■ PROBLEM TO SOLVE: Examine each line of the data. Copy those that contain the string "tire".

■ RECORD SET:
*** Block opens ***
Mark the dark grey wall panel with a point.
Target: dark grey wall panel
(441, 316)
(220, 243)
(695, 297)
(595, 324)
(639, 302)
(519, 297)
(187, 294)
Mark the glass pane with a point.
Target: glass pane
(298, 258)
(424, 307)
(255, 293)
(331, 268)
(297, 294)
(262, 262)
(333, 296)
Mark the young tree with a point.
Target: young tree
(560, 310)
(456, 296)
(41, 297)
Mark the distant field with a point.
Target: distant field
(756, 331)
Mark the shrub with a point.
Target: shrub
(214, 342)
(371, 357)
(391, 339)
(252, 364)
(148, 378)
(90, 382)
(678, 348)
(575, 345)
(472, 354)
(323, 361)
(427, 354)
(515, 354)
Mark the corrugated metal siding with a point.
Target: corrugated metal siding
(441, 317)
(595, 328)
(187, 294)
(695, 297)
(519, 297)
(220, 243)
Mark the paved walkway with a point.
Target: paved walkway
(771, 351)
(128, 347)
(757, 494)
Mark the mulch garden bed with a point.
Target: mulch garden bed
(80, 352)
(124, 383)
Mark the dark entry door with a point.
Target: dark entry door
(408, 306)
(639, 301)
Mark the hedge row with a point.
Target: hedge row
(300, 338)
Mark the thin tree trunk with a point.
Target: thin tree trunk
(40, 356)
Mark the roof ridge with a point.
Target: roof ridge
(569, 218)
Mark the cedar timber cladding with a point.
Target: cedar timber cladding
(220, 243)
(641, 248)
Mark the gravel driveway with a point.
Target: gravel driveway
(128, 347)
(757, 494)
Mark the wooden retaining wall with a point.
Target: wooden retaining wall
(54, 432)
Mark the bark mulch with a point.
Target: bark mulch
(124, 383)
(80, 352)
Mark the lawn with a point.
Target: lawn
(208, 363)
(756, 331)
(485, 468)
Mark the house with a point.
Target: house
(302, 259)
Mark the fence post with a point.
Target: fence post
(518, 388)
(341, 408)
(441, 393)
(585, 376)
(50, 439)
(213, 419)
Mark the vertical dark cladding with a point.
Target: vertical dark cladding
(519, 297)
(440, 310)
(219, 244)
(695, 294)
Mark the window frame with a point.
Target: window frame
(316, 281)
*** Block closes ***
*** Block opens ***
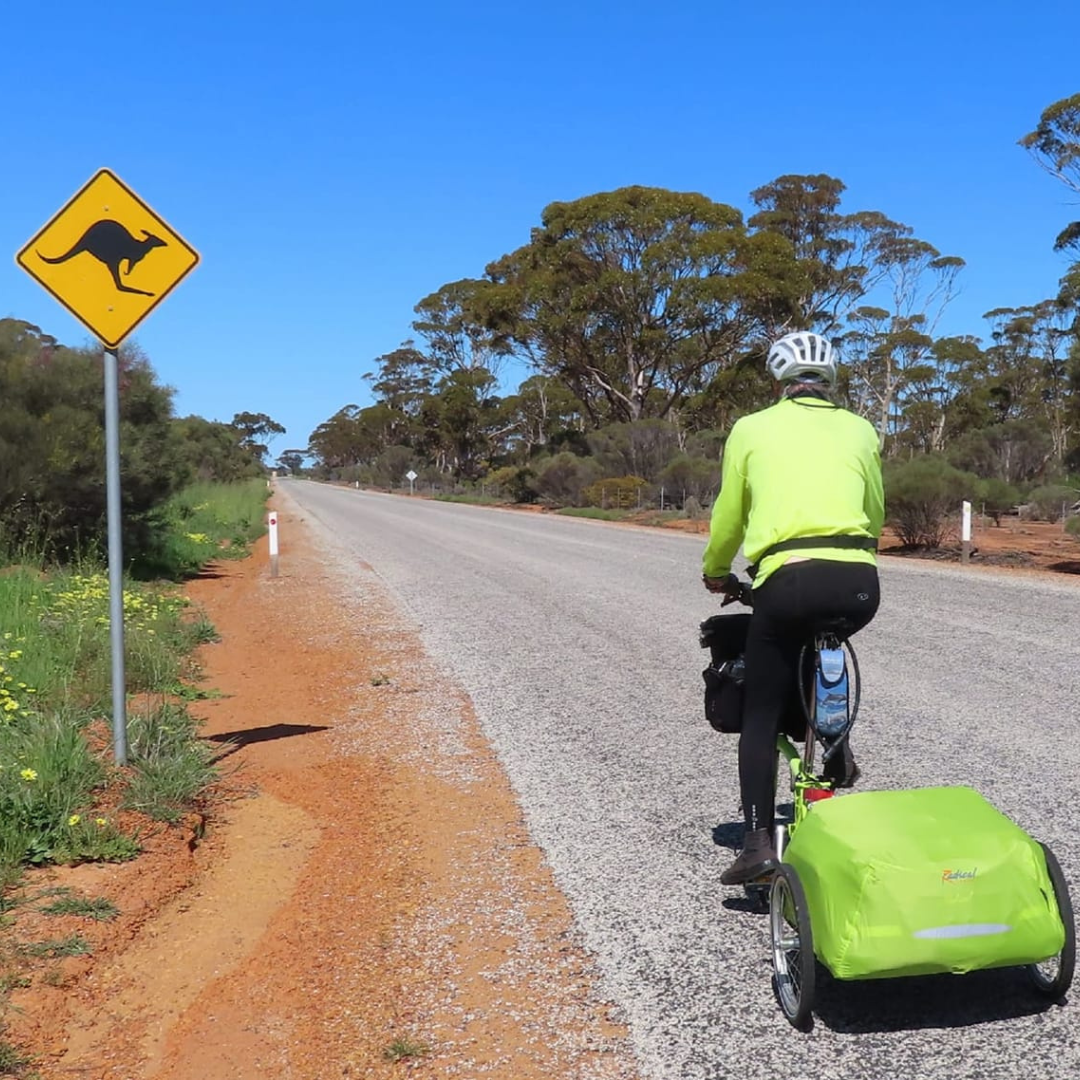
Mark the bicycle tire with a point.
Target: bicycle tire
*** Block closes ***
■ RESULT OF THE EXERCISE:
Mark the bicycle tire with a point.
Target: bicycle tire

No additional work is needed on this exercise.